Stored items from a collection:
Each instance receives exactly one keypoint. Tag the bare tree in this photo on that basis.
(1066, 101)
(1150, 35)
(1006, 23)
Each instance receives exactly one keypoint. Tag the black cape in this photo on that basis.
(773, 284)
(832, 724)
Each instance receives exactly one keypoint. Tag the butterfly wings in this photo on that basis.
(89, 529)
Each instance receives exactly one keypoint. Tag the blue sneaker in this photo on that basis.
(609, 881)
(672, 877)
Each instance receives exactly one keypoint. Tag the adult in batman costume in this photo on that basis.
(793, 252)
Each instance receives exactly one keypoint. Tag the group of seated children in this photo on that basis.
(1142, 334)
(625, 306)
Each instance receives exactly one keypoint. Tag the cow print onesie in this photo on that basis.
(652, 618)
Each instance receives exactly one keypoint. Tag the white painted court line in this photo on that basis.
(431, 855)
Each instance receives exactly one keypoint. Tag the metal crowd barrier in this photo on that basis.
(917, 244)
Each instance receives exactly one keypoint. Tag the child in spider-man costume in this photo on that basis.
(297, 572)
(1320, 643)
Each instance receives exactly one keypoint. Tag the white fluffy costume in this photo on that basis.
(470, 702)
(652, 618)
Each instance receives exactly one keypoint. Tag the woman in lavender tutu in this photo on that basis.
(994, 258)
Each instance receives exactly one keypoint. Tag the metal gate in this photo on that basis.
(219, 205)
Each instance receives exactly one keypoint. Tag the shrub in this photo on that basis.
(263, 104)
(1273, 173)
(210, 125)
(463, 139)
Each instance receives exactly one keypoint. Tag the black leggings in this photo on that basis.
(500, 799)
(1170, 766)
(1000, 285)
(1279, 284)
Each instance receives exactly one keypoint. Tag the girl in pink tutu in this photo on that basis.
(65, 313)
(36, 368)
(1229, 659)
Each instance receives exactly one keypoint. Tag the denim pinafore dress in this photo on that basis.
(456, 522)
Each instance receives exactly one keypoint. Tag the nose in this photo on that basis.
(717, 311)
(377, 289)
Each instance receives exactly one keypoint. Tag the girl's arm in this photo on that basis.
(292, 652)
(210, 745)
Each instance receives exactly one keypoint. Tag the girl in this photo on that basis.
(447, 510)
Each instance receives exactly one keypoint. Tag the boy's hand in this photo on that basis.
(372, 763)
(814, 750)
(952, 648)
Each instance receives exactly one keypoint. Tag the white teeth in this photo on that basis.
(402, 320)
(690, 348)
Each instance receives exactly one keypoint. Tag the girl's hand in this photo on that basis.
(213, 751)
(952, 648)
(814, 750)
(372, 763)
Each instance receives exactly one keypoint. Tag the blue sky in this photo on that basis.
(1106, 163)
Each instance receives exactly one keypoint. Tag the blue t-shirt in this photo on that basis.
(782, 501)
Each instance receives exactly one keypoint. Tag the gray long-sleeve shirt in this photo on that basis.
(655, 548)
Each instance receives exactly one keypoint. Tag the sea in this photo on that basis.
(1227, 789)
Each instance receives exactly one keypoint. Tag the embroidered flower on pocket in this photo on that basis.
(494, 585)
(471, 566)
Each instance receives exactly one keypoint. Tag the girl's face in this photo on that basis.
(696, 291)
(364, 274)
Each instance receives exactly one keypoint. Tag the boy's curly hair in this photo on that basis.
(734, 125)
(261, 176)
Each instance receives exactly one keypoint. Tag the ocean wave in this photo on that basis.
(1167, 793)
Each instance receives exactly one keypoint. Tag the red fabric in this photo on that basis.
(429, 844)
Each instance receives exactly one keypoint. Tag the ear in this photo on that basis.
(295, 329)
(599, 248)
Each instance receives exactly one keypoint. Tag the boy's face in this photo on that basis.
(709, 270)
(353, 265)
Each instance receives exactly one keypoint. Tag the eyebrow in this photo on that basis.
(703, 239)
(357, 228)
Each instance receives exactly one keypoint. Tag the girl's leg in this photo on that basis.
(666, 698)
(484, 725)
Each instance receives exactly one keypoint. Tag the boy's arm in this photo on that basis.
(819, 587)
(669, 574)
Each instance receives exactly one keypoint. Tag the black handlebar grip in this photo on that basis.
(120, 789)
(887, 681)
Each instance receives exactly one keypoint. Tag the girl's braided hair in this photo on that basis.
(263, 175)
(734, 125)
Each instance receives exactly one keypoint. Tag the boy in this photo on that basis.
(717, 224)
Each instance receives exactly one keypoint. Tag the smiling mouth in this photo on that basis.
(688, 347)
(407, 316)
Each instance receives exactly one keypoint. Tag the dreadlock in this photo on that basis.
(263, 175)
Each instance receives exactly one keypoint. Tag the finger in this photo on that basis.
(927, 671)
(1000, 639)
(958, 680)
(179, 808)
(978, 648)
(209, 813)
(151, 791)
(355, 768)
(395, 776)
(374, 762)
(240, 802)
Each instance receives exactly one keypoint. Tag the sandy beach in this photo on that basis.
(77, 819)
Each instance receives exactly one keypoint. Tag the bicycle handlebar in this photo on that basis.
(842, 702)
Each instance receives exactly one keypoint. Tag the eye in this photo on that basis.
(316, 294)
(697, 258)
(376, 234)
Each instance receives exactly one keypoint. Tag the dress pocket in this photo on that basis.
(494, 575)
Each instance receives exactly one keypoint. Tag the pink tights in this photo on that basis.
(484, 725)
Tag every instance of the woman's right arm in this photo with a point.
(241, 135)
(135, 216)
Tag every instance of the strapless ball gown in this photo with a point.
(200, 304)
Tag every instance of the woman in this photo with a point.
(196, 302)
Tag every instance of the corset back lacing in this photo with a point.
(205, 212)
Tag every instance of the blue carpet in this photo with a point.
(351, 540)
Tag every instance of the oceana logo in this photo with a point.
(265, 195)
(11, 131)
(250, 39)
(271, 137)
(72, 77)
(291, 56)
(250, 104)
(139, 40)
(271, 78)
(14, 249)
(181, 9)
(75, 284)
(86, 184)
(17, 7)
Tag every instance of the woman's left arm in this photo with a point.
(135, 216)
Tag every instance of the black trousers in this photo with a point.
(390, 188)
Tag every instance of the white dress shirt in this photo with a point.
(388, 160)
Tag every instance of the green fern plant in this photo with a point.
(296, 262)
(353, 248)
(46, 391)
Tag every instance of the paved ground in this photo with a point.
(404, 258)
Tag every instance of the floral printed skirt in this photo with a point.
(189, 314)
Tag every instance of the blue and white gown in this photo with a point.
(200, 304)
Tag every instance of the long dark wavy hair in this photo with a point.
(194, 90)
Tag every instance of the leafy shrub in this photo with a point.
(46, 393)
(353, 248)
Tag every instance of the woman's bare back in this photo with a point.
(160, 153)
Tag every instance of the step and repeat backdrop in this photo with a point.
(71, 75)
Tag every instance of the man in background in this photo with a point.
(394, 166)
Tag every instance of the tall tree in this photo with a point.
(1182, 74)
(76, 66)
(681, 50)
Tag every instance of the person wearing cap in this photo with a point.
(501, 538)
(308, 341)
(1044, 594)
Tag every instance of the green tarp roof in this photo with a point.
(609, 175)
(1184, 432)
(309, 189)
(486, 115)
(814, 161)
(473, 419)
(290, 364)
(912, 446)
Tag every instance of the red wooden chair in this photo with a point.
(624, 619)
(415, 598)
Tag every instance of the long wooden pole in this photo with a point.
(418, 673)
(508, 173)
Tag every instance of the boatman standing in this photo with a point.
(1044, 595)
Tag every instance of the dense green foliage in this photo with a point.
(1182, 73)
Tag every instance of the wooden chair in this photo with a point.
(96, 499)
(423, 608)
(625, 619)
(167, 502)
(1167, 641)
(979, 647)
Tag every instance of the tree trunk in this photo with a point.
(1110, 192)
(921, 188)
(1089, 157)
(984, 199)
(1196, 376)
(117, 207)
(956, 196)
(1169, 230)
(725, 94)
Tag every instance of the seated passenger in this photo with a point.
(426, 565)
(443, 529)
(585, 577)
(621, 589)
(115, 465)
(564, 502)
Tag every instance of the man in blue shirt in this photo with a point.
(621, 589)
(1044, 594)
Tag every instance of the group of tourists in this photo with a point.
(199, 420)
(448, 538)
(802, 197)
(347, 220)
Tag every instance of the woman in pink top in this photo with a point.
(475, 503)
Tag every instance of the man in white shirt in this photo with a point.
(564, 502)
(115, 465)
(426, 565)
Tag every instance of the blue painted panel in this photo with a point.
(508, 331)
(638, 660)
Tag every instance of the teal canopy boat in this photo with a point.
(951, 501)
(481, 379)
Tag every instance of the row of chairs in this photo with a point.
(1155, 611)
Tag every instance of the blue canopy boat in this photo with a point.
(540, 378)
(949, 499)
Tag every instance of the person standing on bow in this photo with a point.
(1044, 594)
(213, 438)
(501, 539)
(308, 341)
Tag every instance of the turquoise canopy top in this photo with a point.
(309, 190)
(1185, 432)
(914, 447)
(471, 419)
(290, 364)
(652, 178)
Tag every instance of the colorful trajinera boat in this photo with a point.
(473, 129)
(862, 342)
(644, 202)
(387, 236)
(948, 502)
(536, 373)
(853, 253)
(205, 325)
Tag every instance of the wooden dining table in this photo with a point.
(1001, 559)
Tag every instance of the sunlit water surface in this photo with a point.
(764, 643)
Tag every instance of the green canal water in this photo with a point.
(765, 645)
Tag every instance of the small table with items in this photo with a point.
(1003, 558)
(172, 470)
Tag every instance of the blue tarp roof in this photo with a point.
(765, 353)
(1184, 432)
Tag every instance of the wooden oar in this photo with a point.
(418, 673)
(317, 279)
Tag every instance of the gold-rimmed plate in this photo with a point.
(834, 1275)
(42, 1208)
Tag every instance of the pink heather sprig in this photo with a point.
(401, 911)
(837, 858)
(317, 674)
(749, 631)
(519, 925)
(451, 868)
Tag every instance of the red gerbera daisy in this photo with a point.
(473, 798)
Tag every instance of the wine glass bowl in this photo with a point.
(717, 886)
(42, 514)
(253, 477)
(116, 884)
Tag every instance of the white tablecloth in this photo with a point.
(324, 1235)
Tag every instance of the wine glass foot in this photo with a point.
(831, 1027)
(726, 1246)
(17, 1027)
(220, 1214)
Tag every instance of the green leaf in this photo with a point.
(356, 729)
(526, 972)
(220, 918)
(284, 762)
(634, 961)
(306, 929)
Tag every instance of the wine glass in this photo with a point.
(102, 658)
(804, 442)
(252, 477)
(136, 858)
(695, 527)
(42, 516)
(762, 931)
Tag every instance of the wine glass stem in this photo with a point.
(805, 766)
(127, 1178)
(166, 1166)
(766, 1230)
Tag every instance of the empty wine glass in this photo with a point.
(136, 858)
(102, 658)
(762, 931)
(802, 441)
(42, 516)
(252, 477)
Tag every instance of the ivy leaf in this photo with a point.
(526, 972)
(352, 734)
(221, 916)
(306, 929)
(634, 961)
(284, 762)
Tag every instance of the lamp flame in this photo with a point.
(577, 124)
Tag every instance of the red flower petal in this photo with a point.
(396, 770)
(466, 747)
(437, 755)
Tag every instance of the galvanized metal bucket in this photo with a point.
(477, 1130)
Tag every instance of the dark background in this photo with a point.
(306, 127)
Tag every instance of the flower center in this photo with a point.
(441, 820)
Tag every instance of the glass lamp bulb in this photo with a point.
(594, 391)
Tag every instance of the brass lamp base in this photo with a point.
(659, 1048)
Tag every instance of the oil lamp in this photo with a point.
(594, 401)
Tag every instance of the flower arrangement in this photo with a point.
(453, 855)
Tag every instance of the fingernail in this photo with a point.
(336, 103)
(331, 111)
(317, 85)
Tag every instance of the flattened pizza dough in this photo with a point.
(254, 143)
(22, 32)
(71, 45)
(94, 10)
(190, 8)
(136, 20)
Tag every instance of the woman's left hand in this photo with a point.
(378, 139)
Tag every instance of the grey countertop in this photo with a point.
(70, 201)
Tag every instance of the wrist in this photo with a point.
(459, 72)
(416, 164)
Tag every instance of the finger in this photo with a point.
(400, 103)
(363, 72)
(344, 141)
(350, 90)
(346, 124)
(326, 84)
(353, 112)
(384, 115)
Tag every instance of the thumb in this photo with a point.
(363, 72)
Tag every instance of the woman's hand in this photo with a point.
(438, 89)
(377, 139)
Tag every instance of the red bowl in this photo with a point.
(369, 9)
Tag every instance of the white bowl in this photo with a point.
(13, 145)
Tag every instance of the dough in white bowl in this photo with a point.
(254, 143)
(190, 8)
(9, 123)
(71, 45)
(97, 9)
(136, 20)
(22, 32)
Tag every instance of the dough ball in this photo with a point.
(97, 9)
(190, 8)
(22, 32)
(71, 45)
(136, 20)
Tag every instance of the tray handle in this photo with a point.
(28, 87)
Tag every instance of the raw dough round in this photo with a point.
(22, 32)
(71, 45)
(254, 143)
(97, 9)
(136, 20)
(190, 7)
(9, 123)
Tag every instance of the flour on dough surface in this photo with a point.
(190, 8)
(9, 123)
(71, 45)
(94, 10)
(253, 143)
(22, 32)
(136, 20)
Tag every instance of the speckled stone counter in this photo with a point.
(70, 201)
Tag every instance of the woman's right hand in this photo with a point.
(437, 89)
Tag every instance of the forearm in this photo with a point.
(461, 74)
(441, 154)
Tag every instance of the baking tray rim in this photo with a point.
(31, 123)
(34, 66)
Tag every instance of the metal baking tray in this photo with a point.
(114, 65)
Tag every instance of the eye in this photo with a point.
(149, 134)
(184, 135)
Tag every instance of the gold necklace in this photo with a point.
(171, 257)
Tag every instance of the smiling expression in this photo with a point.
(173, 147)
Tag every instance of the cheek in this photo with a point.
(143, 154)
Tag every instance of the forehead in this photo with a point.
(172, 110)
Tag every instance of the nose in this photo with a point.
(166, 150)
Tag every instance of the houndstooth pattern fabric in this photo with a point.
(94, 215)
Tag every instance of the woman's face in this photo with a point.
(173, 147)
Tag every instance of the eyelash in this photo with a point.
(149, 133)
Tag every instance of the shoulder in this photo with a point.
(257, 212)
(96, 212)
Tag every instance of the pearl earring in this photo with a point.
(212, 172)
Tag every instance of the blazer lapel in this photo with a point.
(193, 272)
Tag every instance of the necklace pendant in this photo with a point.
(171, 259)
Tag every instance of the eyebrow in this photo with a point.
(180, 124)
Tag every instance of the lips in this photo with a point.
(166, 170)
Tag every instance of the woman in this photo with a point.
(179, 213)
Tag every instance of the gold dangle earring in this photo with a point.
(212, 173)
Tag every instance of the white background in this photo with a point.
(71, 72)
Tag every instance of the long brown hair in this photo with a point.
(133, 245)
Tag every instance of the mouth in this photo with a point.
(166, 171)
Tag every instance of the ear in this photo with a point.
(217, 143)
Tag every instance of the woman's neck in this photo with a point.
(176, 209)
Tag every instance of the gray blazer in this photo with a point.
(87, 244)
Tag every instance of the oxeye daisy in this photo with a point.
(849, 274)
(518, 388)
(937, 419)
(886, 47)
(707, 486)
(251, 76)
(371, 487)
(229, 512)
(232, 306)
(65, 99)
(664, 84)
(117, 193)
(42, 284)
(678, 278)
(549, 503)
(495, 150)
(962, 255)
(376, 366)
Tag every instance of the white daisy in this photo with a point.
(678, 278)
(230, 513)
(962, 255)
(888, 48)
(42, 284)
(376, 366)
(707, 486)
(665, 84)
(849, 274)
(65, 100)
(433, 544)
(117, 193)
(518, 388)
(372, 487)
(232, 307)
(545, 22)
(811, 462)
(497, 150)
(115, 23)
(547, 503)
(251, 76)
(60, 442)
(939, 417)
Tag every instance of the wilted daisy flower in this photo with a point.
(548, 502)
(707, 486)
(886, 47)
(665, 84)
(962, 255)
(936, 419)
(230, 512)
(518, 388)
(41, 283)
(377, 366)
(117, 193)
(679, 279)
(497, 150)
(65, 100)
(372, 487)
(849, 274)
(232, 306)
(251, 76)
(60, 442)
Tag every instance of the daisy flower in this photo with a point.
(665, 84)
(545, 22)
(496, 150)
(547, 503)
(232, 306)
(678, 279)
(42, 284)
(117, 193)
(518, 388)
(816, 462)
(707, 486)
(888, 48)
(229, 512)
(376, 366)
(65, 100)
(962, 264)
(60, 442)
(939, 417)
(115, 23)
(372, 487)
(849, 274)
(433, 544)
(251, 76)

# Challenge:
In the records above, locate the line that contains "Tag every instance of the white daisy". Repeat it and every line after it, exactly, and nothing else.

# Result:
Tag every instance of the white daisy in this photo with a point.
(678, 278)
(230, 513)
(962, 255)
(888, 48)
(42, 284)
(376, 366)
(707, 486)
(665, 84)
(849, 274)
(65, 100)
(433, 544)
(117, 193)
(518, 388)
(372, 487)
(232, 307)
(545, 22)
(811, 462)
(497, 150)
(115, 23)
(547, 503)
(251, 76)
(60, 442)
(939, 417)
Tag every instance of the wilted daisy flower in this photo with a point.
(548, 502)
(707, 486)
(886, 47)
(665, 84)
(962, 255)
(936, 419)
(230, 512)
(518, 388)
(41, 283)
(377, 366)
(117, 193)
(679, 279)
(497, 150)
(65, 100)
(372, 487)
(849, 274)
(232, 306)
(251, 76)
(60, 442)
Tag every instance of the daisy flower in this photo with a point.
(665, 84)
(545, 22)
(496, 150)
(547, 503)
(232, 306)
(678, 279)
(42, 284)
(117, 193)
(518, 388)
(816, 462)
(707, 486)
(888, 48)
(229, 512)
(376, 366)
(65, 100)
(962, 264)
(60, 442)
(939, 417)
(115, 23)
(372, 487)
(849, 274)
(433, 544)
(251, 76)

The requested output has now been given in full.